**FONTE**
↓
No ano passado, o mundo registrou o ano mais quente de sua história, com os impactos das mudanças climáticas se tornando cada vez mais evidentes: geleiras estão derretendo, os níveis do mar estão subindo e eventos extremos como secas e inundações estão se tornando mais frequentes.
Após o anúncio do governo Trump de retirar os Estados Unidos do Acordo de Paris, a meta de limitar o aquecimento global a 1,5°C parece cada vez mais fora de alcance.
Isso trouxe de volta ao centro das pesquisas as tecnologias de modificação da radiação solar (SRM, na sigla em inglês) — por muito tempo consideradas tabu por levantarem questões éticas e não tratarem as causas das mudanças climáticas. Fundações privadas e países como Estados Unidos, Reino Unido e China já investiram dezenas de milhões de dólares em projetos de pesquisa para refletir os raios solares de volta ao espaço.
Empresas como a startup americana Make Sunsets já iniciaram experimentos ao ar livre, e novos projetos estão planejados para este ano.
Cidade do Cabo, na África do Sul, sediará a maior conferência já realizada sobre SRM entre os dias 12 e 16 de maio. Pesquisadores, representantes de ONGs e formuladores de políticas discutirão os aspectos científicos, sociais e políticos da chamada geoengenharia solar.
“SRM sempre foi uma questão de quando [será implementado], e não se será”, afirma Gernot Wagner, economista climático, autor e cofundador do programa de pesquisa em geoengenharia solar da Universidade de Harvard, em e-mail ao SWI swissinfo.ch.
“Infelizmente, o que vem acontecendo desde o meio-dia de 20 de janeiro só tornou mais provável uma futura implementação”, diz Wagner, referindo-se ao segundo mandato de Donald Trump como presidente.
O que são as tecnologias de modificação da radiação solar?
As tecnologias SRM são intervenções climáticas deliberadas e em larga escala que visam reduzir o aquecimento global. Basicamente, há duas formas de alterar o efeito dos raios solares no planeta: aumentar a reflexão da luz solar de volta ao espaço ou reduzir a absorção da radiação solar pela Terra.
Os defensores dessas tecnologias argumentam que elas são a única opção sustentável para retornar rapidamente a temperatura do planeta a níveis próximos aos pré-industriais, a um custo relativamente baixo. A Terra reflete cerca de 30% da energia solar que recebe. Aumentar essa refletividade em apenas 1% poderia reduzir a temperatura média global em cerca de 1°C, segundo um estudo.
A comunidade científica concorda que são necessárias reduções urgentes e drásticas nas emissões de CO₂ para combater as mudanças climáticas. Os defensores do SRM afirmam que a geoengenharia solar compraria tempo enquanto se busca alcançar emissões líquidas zero. Ela também poderia mitigar alguns impactos do aquecimento global, como a elevação do nível do mar.
↑
Registros de identificação de posição
↓
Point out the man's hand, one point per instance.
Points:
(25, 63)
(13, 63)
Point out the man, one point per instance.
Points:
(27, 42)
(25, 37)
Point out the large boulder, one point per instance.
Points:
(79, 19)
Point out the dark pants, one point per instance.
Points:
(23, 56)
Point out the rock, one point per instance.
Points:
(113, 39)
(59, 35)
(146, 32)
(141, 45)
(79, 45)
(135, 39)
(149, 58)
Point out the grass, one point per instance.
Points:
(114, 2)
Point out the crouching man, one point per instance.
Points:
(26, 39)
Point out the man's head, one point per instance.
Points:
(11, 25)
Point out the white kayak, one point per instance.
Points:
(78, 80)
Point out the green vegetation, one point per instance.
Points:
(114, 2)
↑
**INSTRUÇÕES DE TRABALHO**
- A) Segundo o texto sobre modificação da radiação solar, que parcela da energia solar recebida a Terra reflete?
- B) Por favor, prolongue o texto sobre modificação da radiação solar a partir do ponto em que ele termina.

**RESPOSTAS DO EXERCÍCIO**
- A) Cerca de 30%.

- B)
Como é possível refletir a luz solar de volta ao espaço?
O método mais pesquisado é a injeção de aerossóis na atmosfera (SAI, sigla em inglês para stratospheric aerosol injection). Aerossóis são partículas microscópicas que podem refletir a radiação solar de volta ao espaço, reduzindo a temperatura na superfície terrestre.
A ideia é que aviões ou balões liberem bilhões de moléculas de dióxido de enxofre na atmosfera, formando aerossóis que criam uma espécie de camada refletiva fina ao redor do planeta.
Esse fenômeno também ocorre naturalmente durante grandes erupções vulcânicas. Em 1991, a erupção do Pinatubo, nas Filipinas, liberou cinzas e dióxido de enxofre que resfriaram o planeta em 0,5°C por dois anos.
Um estudo recente suíço sobre a liberação de aerossóis propõe o uso de partículas sólidas em vez de dióxido de enxofre. Poeira de calcita ou diamante teria maior capacidade de refletir a luz solar e menor impacto ambiental, segundo a pesquisa.
Outra tecnologia avançada de SRM é o clareamento de nuvens marinhas (MCB). Canhões especiais montados em navios pulverizam uma mistura de água do mar na atmosfera. Os cristais de sal ajudam a formar nuvens mais claras sobre os oceanos, que refletem mais luz solar e protegem os recifes de coral das altas temperaturas.
Pintar ruas e telhados de branco também aumenta a quantidade de luz solar refletida. Superfícies claras podem tornar as cidades mais habitáveis durante ondas de calor.
Outra opção, ainda teórica, seria posicionar espelhos gigantes no espaço para refletir a radiação solar antes que ela chegue à Terra.
Por fim, há a possibilidade de dispersar micropartículas nas nuvens do tipo cirrus para torná-las mais finas. Essas nuvens, por estarem em altas altitudes, retêm calor irradiado da superfície terrestre.
Em que estágio estão as tecnologias SRM?
A geoengenharia solar ainda é, em grande parte, uma abordagem teórica. No entanto, os programas de pesquisa estão aumentando, e vários projetos já realizam experimentos ao ar livre.
A Make Sunsets afirma que já lançou 147 balões com moléculas de dióxido de enxofre na atmosfera. Na Austrália, a Universidade Southern Cross estuda desde 2020 os efeitos do clareamento artificial de nuvens sobre a Grande Barreira de Corais.
Se a humanidade ou um grupo de países poderosos e ricos decidir que a injeção de aerossóis estratosféricos em escala global é necessária, isso poderia ser implementado em poucos anos, diz Claudia Wieners, professora assistente de física climática na Universidade de Utrecht, na Holanda. “Construir a bomba atômica foi mais difícil”, afirma.
Por que a geoengenharia solar é controversa?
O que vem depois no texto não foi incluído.